What to produce:
Can you copy all of the records below line for line, without changing a word, and leave the pictures out of your copy?

Entries:
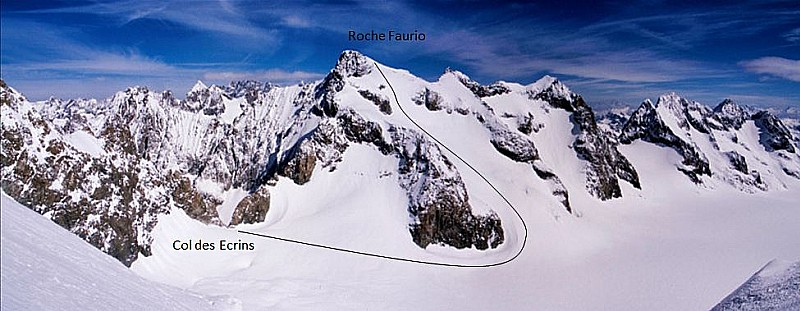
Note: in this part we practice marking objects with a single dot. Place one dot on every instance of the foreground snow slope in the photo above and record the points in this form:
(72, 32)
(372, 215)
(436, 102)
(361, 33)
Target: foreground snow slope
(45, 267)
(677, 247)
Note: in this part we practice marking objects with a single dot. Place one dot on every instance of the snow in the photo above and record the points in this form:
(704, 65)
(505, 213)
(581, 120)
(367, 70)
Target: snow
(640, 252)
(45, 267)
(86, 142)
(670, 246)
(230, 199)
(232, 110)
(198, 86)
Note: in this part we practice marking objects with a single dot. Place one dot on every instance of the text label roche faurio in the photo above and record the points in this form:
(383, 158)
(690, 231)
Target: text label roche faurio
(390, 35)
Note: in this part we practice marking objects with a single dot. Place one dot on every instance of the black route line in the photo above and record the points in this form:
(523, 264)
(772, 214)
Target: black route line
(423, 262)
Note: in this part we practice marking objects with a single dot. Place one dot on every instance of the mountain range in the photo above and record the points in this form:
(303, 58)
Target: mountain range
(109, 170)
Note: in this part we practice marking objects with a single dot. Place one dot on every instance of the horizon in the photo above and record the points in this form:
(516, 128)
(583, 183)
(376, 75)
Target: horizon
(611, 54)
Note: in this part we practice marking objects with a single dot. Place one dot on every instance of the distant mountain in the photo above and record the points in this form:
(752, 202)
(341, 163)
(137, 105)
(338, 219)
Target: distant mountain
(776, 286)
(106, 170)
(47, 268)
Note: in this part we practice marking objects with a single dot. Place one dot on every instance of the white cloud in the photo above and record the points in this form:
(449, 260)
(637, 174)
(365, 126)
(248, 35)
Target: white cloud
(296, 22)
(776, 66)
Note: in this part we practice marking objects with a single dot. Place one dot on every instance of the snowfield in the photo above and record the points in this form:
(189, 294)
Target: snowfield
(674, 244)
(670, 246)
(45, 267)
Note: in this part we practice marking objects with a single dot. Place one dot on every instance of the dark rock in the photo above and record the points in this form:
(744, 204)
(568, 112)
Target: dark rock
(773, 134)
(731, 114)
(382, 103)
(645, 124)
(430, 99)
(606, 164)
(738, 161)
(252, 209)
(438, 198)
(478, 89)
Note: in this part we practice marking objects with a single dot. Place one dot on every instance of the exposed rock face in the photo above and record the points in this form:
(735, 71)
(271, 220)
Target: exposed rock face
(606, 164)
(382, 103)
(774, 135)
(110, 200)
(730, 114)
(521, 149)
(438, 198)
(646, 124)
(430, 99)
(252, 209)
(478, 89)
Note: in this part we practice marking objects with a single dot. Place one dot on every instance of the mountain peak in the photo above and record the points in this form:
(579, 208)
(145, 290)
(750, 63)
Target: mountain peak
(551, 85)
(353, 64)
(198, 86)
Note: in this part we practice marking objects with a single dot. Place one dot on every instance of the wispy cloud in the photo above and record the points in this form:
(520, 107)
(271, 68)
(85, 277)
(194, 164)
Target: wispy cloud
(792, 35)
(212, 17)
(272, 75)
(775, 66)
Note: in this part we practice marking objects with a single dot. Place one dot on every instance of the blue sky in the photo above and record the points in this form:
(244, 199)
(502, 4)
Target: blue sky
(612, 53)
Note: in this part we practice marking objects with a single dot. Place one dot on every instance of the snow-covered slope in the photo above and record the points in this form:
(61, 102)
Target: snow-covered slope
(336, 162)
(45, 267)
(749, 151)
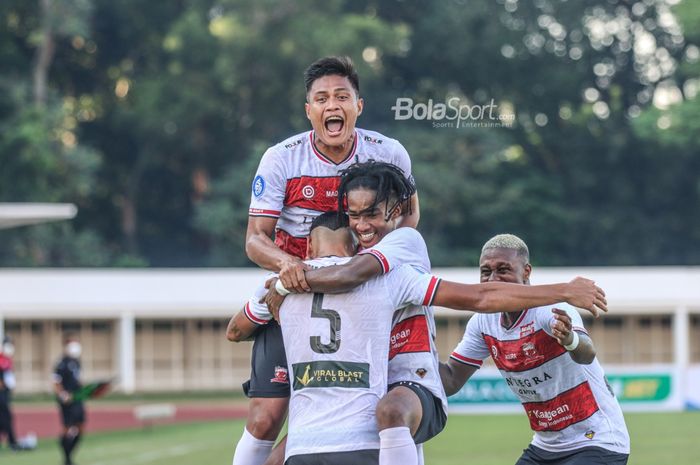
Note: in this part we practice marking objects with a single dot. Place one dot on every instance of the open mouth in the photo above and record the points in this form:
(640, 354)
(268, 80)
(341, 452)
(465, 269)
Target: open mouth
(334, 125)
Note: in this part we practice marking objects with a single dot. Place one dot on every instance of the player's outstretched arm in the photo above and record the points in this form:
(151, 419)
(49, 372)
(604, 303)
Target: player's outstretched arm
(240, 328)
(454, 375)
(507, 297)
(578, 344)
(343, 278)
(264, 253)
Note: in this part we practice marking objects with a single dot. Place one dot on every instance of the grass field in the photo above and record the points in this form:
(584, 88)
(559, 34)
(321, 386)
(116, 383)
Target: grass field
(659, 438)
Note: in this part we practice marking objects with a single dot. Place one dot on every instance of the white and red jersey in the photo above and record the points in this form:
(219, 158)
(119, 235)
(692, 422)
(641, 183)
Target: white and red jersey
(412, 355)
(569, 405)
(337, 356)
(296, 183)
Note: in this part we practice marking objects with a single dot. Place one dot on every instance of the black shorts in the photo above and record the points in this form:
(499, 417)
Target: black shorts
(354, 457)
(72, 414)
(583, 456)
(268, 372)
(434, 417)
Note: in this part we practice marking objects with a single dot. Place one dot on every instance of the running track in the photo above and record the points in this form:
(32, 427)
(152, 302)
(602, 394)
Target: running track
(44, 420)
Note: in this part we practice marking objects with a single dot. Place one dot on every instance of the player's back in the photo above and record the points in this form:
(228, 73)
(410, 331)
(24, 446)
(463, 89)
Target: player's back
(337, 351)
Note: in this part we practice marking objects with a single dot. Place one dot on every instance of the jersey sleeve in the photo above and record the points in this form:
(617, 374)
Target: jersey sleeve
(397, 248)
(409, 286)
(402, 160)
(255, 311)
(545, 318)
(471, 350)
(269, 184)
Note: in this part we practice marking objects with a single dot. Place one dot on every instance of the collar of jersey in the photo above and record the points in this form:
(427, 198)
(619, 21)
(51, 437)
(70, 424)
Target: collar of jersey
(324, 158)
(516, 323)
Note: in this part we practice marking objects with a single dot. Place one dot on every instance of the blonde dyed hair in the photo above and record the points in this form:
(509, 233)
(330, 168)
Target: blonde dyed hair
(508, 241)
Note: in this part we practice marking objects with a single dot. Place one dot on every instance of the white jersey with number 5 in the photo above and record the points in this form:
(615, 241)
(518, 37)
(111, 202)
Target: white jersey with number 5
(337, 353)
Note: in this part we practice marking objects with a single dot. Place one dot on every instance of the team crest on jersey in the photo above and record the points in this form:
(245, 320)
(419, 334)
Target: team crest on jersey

Written answer:
Note: in this part we practice marking objects with a single dot. Place one dot on every instance of the foreground snow slope in the photo above and record the points in this form:
(72, 32)
(372, 215)
(436, 102)
(361, 33)
Target: foreground snow slope
(45, 267)
(677, 247)
Note: in this part we practice marking objects with a single dot. Place one dot on every instance of the snow in the photo above and record the points in this form:
(704, 65)
(505, 213)
(581, 120)
(367, 70)
Target: snow
(640, 252)
(45, 267)
(86, 142)
(670, 246)
(230, 199)
(232, 110)
(198, 86)
Note: in this part we practice marking objects with a single dot. Place one dot on every instance of the text label roche faurio in the photo above and record the points in this form:
(383, 158)
(690, 231)
Target: text label roche faurio
(390, 35)
Note: in this part we practice marking objects with a single dot. Place one dot on every instance of the black route line in the photo above and record the points in this form:
(523, 264)
(772, 214)
Target: black route line
(423, 262)
Note: in this part we practice marking objects with a single dot. Place one dot on every instance of the mountain range in the photo above and record the points in this form:
(303, 58)
Target: mountain range
(109, 170)
Note: in this part we practice marking objects with a single dot. Place one dot on every instance of the horizon in the photo above and record the points in this form:
(516, 128)
(583, 183)
(376, 75)
Target: horizon
(611, 54)
Note: in this part we practice marking objects with a single dot. Place one dot on every instance of the distant mountain in the photo above and record the points in this form:
(752, 202)
(341, 163)
(137, 105)
(338, 219)
Target: distant mountain
(776, 286)
(106, 170)
(47, 268)
Note: in this part we practice marking objects with a single dot. Place one dot on every instance of the white cloud in the photo above and record the points in this form:
(449, 260)
(637, 174)
(365, 126)
(248, 35)
Target: white cloud
(296, 22)
(776, 66)
Note: in this part we practice marking objects with a single dot. Place one dot on every instance of the snowfield in the photo above and record the points in this form:
(189, 294)
Target: snowfield
(674, 244)
(670, 246)
(45, 267)
Note: in this part we practice marking objects with a single dot. Place one dot on every instance of the dark rock in the photo above and record the points in this form:
(744, 204)
(568, 112)
Target: dark rock
(773, 134)
(731, 114)
(382, 103)
(645, 124)
(430, 99)
(606, 164)
(738, 161)
(252, 209)
(438, 198)
(478, 89)
Note: in this part we practice marking objects with a single dot. Place one dot on every instance of the exposed rock face in the photo above and record the points in this form:
(735, 71)
(271, 220)
Target: exposed rock face
(606, 164)
(382, 103)
(774, 135)
(110, 200)
(730, 114)
(521, 149)
(438, 198)
(646, 124)
(430, 99)
(252, 209)
(478, 89)
Note: in this part we practice marking objects with a single dot. Place one dot on every instance of the mountain peak in the photo above and record the points in this form:
(579, 208)
(145, 290)
(750, 63)
Target: mountain peak
(551, 85)
(353, 64)
(198, 86)
Note: in this part we practice marking objects with a single dot. Place one dot on every instance of the wispy cloud in the photo above and record the points in this form:
(520, 107)
(271, 68)
(85, 277)
(194, 164)
Target: wispy cloud
(792, 35)
(212, 17)
(272, 75)
(775, 66)
Note: in this part we practice marking objects with a single dot. Place one dot on every instance of the blue sky in the photo above and record the points in this form:
(244, 199)
(502, 4)
Target: blue sky
(612, 53)
Note: in this part we practice marking objects with a single dot. Place one dot on every instance of the snow-covered slope in the photo above and record the points in this form:
(61, 102)
Target: snow-covered slope
(336, 162)
(45, 267)
(749, 151)
Note: in this part we practice marking objects with a single dot. Place one dot on every instance of the open mouth in the photo above and record the points in this form:
(640, 354)
(268, 80)
(341, 452)
(465, 269)
Target: open mouth
(334, 125)
Note: in this part we practice marking objects with a single dot. Place one dot on every instance of the player's outstretched arm in the photo above and record the points in this form:
(151, 419)
(49, 372)
(604, 303)
Target: player's outstretched arm
(240, 328)
(454, 375)
(507, 297)
(578, 344)
(343, 278)
(264, 253)
Note: in this part we practice marking objects with a single dot. Place one dot on every instance of the grass field in the photo above and record the points in this form:
(584, 88)
(559, 34)
(321, 386)
(116, 383)
Target: grass field
(659, 438)
Note: in this part we practice marking objects with a single dot. Place one dot on every instance of the white and red jersey in the photo above and record the points in this form:
(219, 158)
(119, 235)
(692, 422)
(641, 183)
Target: white and red jersey
(412, 355)
(569, 405)
(337, 356)
(296, 183)
Note: in this part we practice marking objects with a single dot. Place one dot on every instance of the black shorts in the photo above and record the points in this form:
(499, 417)
Target: black shorts
(354, 457)
(72, 414)
(583, 456)
(268, 372)
(434, 417)
Note: in this part we practice marking objects with a single dot. Place one dot on every instance of the running track in the photo above and record the points in this form:
(32, 427)
(152, 302)
(602, 394)
Target: running track
(44, 420)
Note: in this part we practice marking objects with a single dot. Place one dot on every instance of the player's back in the photo above and record the points in this form:
(228, 73)
(410, 331)
(24, 446)
(463, 89)
Target: player's back
(337, 351)
Note: in this part we practice marking objects with a single dot. Place one dot on every instance of the jersey sleeve in the photo above and record the points in this form:
(617, 374)
Target: jersey sleeve
(397, 248)
(409, 286)
(402, 160)
(255, 311)
(545, 318)
(471, 350)
(269, 184)
Note: in this part we practice marking objects with a single dot. Place one dot on every instance of the collar of jersey in the photo above and record the points in this form:
(427, 198)
(619, 21)
(51, 437)
(70, 424)
Target: collar of jersey
(324, 158)
(516, 323)
Note: in this part we practice marking objects with a single dot. Place one dot on every instance of the blonde dyed hair in the photo above and record the points in this form:
(509, 233)
(330, 168)
Target: blonde dyed hair
(508, 241)
Note: in this part we practice marking objects with a single dot. Place one dot on every instance of the white jersey with number 5 in the photo above and record the points in this form:
(615, 241)
(518, 37)
(111, 202)
Target: white jersey with number 5
(337, 353)
Note: in this part we practice marking objects with a single dot. Place one dot on every instance of the team crest on jersey in the photo above and record the points in this form:
(245, 320)
(419, 334)
Target: team crest on jersey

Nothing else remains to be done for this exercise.